— BEGIN TEXT SECTION —

There are, of course, deeply depressing aspects of the lottery culture. The television soap opera Brookside has chronicled the dangers of addiction in the character of Rosie Banks, who wins a lottery prize, only to gamble it away again. A woman who was once bubbling with fun turns to stealing and lies to her husband to hide her losses. There are plenty of people who have been dragged into similarly obsessive behaviour.

Participation in the lottery is often not a pleasant experience. People may approach it with cynicism, knowing the dreadful odds. But once that ticket is clutched in that sweaty hand, they feel sure they will win. Losing is a great disappointment, however irrationally so. The child that believed in Santa Claus begets the lottery optimist.

And even if dreaming of unworked-for riches is no longer sinful, it is a disturbing comment on the level of general disillusionment with other means of advancement. The belief that merit will be rewarded, that society is mobile, is regarded more as myth today than, say, a decade ago. Politicians offer their recipes for success, freeing up markets and training revolutions. But one suspects that few people have much faith in them.

The lottery is the only dream in town. It has, for some people, replaced politics as the most hopeful source of change. In the absence of a general feelgood factor, it offers a short-lived hope, one that lasts perhaps only a few days, only to be cruelly dashed on a Saturday night. Parodoxically, at a time when economic uncertainty is rife, many people are placing their hope in luck to improve their lives.

In short, it is good to dream and no bad thing that more people have this weekend shared in a little fantasy. But the lottery culture remains a sobering reflection upon the realities of 1996.

— END TEXT SECTION —
— BEGIN LISTED RECORDS —

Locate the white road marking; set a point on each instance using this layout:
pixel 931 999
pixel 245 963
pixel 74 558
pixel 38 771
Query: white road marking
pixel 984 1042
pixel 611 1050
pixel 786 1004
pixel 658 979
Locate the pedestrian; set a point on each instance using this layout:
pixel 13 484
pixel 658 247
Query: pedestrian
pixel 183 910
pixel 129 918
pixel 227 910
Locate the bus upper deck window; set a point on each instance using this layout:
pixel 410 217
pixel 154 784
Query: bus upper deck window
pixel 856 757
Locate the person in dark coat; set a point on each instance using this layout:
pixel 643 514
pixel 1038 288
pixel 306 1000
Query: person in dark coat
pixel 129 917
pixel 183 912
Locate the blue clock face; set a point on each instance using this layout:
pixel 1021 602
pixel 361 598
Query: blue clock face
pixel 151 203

— END LISTED RECORDS —

#### SET TASKS
a: In the lottery text, which character in the soap opera Brookside wins a lottery prize and then gambles it away?
b: Reproduce verbatim the passage of the lottery text starting at "Participation in the" and ending at "the lottery optimist.".

#### ANSWERS TO EACH TASK
a: Rosie Banks

b:
Participation in the lottery is often not a pleasant experience. People may approach it with cynicism, knowing the dreadful odds. But once that ticket is clutched in that sweaty hand, they feel sure they will win. Losing is a great disappointment, however irrationally so. The child that believed in Santa Claus begets the lottery optimist.